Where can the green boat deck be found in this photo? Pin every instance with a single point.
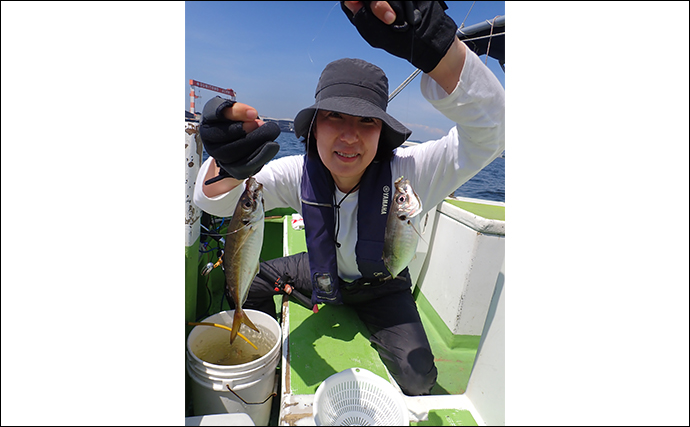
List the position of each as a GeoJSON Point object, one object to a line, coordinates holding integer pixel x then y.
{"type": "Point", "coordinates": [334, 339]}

***

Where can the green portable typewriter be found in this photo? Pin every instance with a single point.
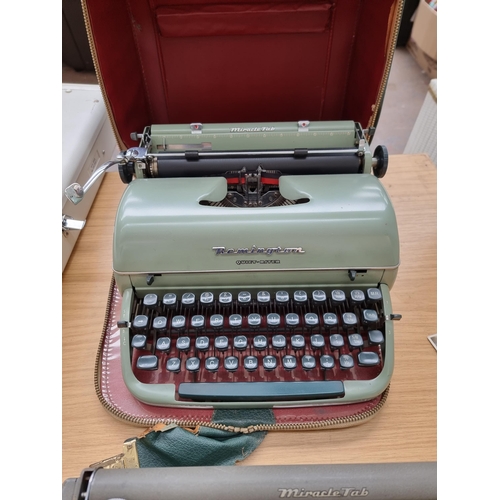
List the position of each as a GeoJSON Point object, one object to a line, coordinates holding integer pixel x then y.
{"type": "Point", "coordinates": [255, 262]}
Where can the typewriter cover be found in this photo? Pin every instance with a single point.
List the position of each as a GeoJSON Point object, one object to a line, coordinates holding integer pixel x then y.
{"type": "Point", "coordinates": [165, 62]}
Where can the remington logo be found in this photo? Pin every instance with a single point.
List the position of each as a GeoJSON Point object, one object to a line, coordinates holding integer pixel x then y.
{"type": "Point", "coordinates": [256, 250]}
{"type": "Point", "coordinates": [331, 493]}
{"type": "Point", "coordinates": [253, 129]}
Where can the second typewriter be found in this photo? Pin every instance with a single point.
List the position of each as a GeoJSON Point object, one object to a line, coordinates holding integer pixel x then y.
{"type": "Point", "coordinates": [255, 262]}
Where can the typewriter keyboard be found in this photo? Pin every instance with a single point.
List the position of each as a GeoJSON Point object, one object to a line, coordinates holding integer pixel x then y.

***

Goal: Please list all lines in the rows above that contain the word "every", copying each one in full.

Response:
Where can the green boat deck be found in this photo? Pin every instance with a single point.
Where can the green portable typewriter be found in this photo? Pin every instance with a single point.
Where can the typewriter cover be found in this photo? Pin every instance with a single point.
Where can the remington logo be found in this photo? Pin every instance with a single point.
Where can the second typewriter be found in this photo? Pin every instance with a single point.
Where can the typewriter keyboard be found in this photo? Pin every instance with a single point.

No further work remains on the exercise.